::: DATASET EXTRACT :::

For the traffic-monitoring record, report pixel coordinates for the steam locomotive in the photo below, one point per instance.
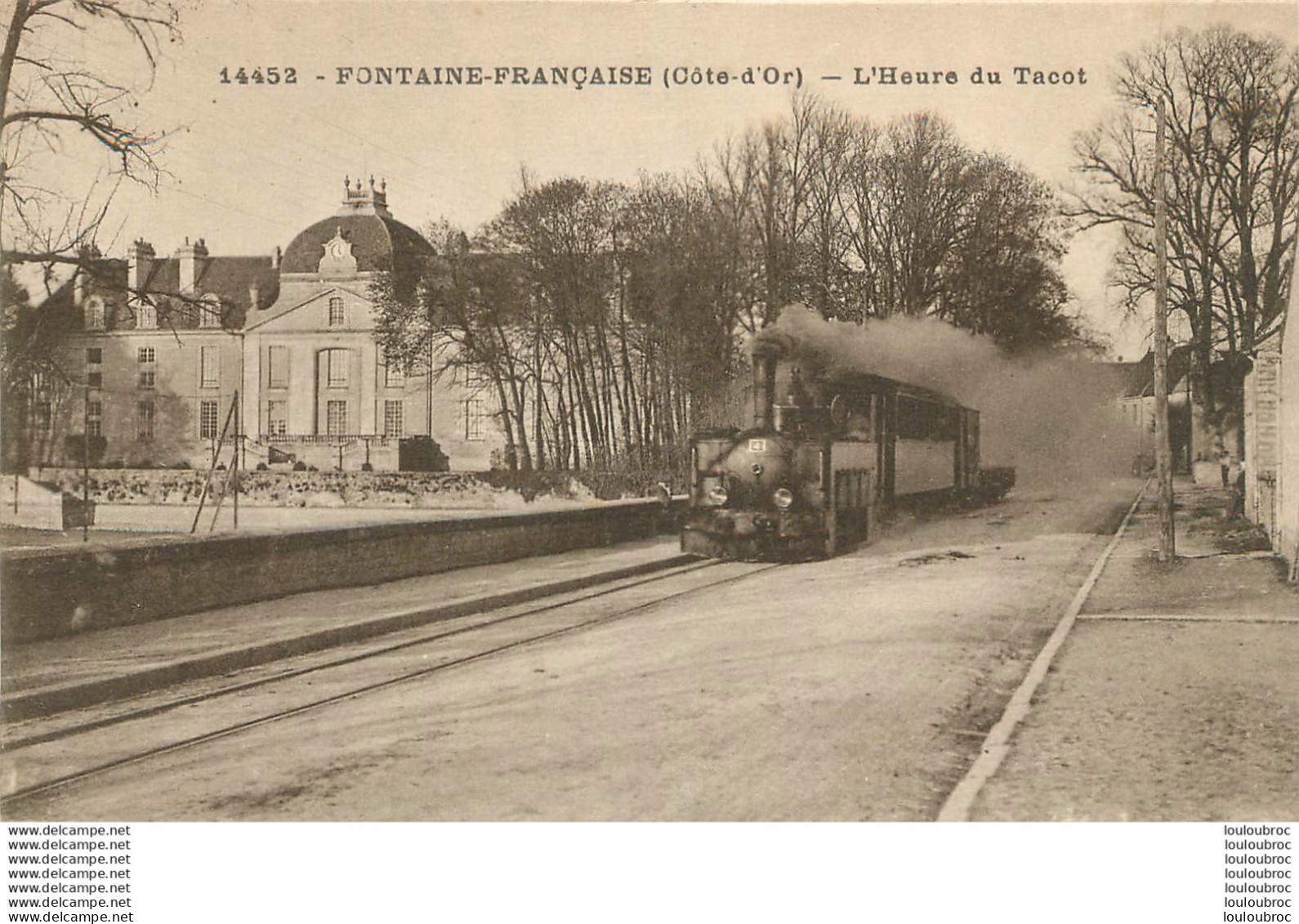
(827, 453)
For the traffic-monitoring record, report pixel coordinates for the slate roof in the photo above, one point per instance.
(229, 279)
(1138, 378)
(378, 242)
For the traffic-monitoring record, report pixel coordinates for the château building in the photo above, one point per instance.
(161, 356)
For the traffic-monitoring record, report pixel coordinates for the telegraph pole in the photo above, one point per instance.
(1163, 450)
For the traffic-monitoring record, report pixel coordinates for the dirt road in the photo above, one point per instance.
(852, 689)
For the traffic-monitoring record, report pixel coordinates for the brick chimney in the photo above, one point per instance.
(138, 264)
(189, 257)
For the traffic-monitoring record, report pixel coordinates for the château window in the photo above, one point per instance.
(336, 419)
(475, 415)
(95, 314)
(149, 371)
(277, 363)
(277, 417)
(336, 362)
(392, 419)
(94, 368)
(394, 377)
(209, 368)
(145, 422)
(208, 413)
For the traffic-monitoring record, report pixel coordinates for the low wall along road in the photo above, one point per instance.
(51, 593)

:::
::: DATASET EXTRACT :::

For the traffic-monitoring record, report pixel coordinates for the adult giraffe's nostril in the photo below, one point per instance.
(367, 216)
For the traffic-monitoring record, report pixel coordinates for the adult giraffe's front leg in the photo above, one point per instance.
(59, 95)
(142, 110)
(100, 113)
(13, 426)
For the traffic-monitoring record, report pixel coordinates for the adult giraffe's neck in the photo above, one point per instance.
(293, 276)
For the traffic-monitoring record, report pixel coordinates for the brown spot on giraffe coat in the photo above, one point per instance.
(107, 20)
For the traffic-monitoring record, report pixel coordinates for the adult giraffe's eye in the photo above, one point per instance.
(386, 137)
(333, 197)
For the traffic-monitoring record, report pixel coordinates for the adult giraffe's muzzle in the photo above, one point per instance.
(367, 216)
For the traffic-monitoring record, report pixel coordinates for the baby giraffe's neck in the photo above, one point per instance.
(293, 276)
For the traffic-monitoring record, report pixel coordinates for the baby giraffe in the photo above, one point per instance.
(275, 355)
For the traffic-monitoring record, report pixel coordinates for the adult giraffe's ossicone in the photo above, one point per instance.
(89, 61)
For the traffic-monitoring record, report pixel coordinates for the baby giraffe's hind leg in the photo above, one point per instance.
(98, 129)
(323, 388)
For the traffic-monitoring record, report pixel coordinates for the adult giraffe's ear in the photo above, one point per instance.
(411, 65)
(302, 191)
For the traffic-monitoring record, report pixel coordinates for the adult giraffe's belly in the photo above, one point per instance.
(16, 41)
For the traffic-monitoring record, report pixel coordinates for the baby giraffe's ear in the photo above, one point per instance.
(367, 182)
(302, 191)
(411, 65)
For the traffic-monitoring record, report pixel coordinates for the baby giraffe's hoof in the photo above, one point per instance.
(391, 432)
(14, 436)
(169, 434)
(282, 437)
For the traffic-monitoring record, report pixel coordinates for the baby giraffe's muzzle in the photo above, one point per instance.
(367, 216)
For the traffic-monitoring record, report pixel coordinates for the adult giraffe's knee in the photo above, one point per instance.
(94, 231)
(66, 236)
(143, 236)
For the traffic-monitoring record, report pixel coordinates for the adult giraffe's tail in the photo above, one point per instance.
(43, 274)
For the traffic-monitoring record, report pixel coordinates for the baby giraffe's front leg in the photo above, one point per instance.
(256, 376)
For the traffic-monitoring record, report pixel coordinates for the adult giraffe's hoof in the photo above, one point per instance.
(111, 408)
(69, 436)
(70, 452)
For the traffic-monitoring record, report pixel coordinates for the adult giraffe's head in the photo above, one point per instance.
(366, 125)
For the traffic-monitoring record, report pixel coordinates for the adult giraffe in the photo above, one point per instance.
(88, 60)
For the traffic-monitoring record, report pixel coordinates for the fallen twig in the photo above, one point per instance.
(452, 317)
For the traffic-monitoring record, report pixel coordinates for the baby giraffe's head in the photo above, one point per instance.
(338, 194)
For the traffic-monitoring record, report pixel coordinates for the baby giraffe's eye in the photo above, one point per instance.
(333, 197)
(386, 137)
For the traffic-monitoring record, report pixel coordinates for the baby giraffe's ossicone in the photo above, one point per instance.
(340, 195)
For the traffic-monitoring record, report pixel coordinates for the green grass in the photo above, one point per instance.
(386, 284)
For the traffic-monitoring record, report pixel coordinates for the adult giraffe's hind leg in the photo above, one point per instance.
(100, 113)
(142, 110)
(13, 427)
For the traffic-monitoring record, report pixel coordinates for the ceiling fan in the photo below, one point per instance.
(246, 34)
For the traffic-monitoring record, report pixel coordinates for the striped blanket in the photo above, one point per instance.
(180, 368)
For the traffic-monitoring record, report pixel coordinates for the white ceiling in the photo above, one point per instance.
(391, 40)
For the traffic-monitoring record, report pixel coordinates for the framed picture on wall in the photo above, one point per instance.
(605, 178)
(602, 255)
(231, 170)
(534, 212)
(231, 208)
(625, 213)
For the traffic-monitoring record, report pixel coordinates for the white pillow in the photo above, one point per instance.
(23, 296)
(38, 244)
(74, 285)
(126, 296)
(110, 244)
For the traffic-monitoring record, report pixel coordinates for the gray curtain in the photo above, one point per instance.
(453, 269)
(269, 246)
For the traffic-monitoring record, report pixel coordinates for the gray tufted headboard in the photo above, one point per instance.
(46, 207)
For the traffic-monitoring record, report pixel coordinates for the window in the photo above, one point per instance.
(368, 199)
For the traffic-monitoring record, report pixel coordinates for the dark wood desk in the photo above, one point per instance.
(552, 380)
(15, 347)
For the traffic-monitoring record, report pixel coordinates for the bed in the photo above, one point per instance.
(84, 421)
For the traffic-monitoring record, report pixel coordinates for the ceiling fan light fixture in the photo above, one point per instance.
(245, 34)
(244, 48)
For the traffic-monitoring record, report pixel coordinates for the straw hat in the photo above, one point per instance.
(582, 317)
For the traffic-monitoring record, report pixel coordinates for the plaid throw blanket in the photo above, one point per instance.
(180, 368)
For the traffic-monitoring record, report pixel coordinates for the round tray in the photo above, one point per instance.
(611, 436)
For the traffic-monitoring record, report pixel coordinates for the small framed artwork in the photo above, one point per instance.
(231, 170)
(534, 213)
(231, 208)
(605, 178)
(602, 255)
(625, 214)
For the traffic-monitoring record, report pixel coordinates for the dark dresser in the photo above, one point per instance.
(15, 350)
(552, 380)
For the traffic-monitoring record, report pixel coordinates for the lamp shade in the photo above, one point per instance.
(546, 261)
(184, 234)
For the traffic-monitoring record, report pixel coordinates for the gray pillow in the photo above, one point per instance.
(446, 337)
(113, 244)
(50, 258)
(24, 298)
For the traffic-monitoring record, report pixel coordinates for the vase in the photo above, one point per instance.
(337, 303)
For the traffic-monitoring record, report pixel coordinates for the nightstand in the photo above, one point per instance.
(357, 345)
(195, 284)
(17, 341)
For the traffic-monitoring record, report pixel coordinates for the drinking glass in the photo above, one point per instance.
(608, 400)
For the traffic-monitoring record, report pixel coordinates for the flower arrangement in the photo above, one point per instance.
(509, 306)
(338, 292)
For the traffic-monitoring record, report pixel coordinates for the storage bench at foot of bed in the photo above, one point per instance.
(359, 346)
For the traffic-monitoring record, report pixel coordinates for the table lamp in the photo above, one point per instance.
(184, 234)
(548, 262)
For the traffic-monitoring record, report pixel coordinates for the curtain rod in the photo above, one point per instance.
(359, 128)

:::
::: DATASET EXTRACT :::

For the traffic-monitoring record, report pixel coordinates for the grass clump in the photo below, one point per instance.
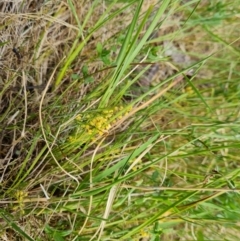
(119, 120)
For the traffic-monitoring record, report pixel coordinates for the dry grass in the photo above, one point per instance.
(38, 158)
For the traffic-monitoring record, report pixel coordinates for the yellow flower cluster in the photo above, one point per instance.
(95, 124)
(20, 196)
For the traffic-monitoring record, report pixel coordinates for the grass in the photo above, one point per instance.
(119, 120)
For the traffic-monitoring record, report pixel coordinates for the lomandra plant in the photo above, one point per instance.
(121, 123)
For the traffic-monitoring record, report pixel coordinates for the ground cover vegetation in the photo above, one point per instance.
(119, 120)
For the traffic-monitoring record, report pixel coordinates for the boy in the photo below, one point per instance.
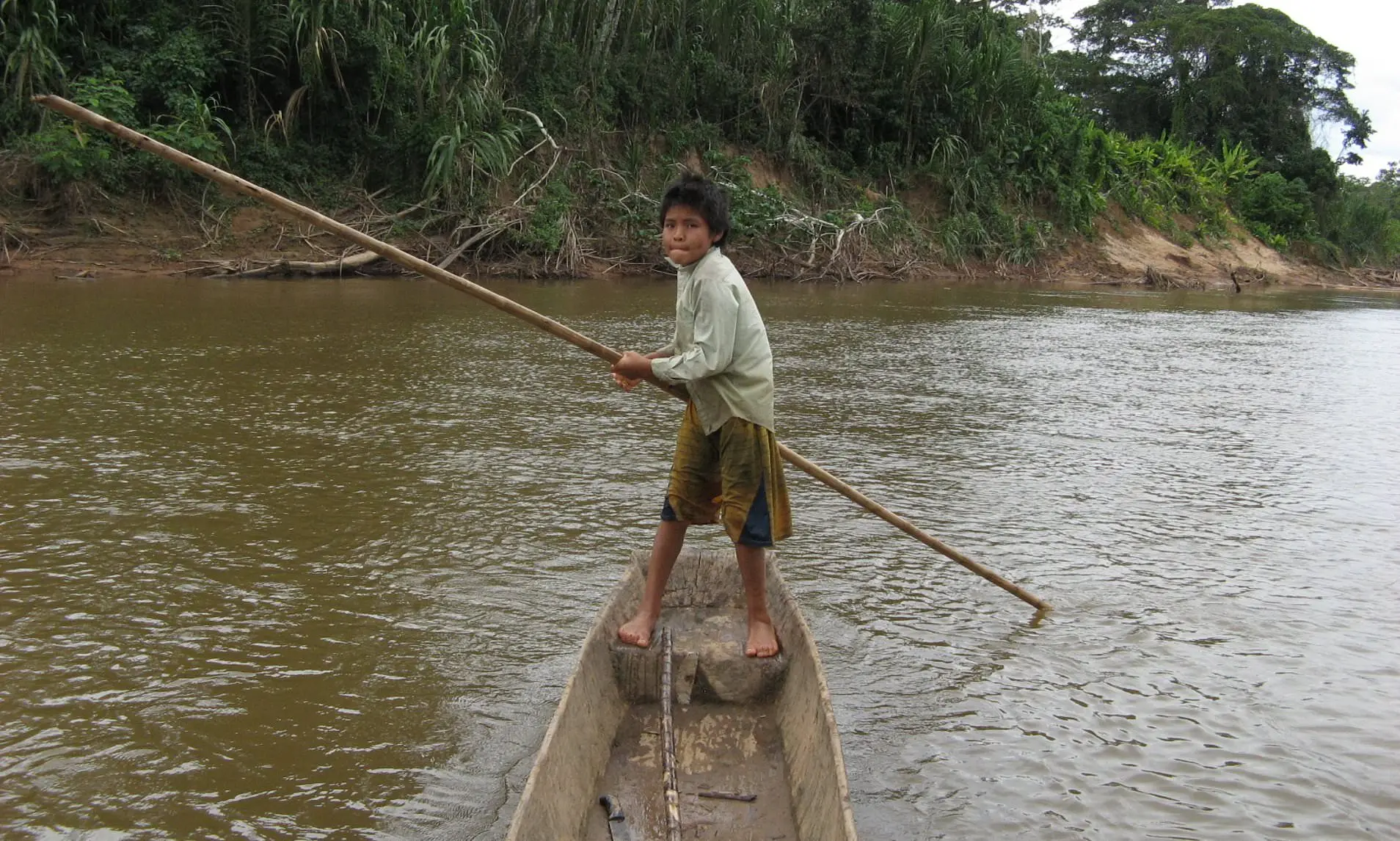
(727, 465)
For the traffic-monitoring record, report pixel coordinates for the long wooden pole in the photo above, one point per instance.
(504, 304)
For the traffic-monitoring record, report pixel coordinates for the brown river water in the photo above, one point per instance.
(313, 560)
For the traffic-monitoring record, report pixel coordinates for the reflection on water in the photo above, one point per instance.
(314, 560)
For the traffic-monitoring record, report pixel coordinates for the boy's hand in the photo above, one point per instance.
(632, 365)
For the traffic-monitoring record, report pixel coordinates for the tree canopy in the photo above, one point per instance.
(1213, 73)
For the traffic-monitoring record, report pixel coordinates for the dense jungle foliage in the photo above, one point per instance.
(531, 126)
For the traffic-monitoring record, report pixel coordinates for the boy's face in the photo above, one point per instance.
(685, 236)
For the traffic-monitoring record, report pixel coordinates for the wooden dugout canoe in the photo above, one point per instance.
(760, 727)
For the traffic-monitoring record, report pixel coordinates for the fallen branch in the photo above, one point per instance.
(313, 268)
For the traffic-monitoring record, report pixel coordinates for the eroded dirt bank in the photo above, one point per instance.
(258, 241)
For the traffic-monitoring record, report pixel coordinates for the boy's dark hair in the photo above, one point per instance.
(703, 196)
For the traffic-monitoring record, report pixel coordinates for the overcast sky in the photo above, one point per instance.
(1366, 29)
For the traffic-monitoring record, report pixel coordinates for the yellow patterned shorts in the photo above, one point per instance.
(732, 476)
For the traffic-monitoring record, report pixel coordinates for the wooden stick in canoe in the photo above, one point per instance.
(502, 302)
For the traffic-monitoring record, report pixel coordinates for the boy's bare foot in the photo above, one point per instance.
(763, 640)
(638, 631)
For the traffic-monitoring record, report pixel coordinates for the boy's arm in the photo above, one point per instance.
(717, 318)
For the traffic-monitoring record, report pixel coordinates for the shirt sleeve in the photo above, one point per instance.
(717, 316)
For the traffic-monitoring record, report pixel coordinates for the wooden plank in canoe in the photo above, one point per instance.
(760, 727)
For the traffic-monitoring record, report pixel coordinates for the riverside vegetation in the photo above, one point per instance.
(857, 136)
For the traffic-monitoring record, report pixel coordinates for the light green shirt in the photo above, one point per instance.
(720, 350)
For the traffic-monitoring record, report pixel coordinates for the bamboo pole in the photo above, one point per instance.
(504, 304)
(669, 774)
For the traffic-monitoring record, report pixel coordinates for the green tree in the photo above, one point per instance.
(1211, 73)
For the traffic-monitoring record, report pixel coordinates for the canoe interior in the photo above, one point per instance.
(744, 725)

:::

◆ REQUIREMENT
How many lines in the rows above contain the string "window"? Treat case as significant, and give only the number.

◆ TASK RESPONSE
2